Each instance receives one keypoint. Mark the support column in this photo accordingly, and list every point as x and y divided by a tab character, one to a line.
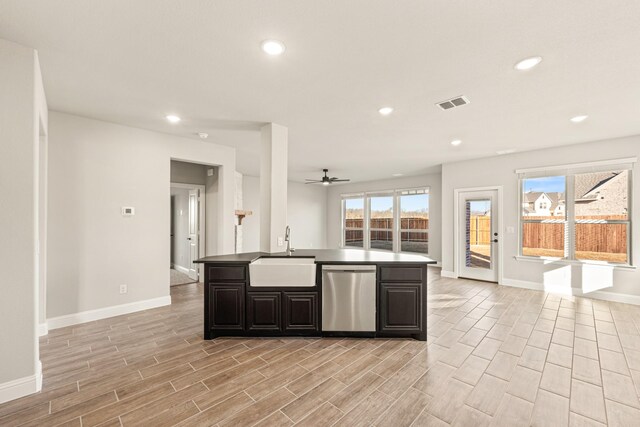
273	187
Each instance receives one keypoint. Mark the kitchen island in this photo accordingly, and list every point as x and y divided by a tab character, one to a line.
234	306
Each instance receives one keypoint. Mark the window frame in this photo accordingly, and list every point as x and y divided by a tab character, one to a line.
569	214
396	229
343	225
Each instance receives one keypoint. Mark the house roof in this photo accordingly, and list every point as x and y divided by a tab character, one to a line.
587	184
532	196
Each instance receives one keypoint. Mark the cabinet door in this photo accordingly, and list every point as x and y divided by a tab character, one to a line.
300	311
263	311
226	309
400	307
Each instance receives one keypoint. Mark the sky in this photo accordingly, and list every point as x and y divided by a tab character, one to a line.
547	184
412	203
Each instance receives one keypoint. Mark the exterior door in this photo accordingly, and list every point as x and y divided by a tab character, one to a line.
478	256
194	228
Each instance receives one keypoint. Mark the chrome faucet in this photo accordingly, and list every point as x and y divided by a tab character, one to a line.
287	238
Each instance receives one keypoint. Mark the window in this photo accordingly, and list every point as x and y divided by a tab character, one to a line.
414	221
395	221
584	216
353	224
602	216
381	222
543	230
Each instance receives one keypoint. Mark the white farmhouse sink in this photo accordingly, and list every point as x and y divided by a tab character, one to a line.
283	272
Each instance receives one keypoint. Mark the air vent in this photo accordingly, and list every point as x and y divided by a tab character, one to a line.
453	102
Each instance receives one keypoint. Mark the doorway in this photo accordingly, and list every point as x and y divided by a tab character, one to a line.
187	232
477	241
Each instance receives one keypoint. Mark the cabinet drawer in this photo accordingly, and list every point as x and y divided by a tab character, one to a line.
401	274
401	308
226	307
223	273
300	311
263	311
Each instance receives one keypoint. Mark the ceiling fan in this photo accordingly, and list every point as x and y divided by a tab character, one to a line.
325	179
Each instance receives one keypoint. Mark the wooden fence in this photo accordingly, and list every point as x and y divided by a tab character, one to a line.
603	238
479	230
386	232
590	237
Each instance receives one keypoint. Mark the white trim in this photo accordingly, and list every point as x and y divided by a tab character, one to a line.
22	386
564	290
181	269
456	228
547	260
449	274
103	313
43	329
579	165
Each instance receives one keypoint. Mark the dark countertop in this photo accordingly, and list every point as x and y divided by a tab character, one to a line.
324	256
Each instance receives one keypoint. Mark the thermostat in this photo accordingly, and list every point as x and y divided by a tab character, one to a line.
128	211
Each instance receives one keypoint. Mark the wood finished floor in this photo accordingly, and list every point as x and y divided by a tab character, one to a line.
495	356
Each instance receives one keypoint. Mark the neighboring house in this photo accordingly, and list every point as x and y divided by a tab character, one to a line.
538	203
602	193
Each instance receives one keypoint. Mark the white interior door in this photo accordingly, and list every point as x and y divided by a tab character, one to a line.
194	227
478	255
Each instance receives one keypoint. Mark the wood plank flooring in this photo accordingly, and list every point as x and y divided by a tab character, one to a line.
495	356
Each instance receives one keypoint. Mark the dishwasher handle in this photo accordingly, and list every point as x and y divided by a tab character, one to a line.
350	268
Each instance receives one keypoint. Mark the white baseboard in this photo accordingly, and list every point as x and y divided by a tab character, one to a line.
564	290
43	329
22	386
449	274
103	313
181	269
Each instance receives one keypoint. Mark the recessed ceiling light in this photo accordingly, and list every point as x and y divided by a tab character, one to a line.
578	119
528	63
273	47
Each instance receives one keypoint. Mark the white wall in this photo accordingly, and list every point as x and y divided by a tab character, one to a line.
500	171
306	213
95	168
433	181
23	118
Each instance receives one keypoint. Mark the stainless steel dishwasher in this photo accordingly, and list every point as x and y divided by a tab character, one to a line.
349	298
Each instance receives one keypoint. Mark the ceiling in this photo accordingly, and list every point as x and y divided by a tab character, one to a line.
133	62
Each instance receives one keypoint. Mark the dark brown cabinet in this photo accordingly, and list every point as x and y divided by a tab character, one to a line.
264	311
288	312
300	311
226	305
232	307
401	307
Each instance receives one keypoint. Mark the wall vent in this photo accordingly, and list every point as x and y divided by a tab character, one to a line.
453	102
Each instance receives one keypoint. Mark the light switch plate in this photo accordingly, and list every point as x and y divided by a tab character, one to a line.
128	211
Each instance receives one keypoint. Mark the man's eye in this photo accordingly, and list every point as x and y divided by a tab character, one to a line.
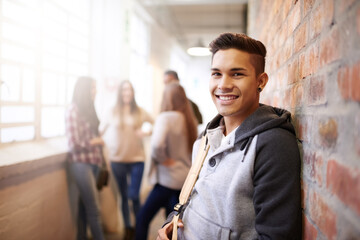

§

Count the lines of the material above that contain the string "ceiling", matching case exactly. Reply with the number alone.

3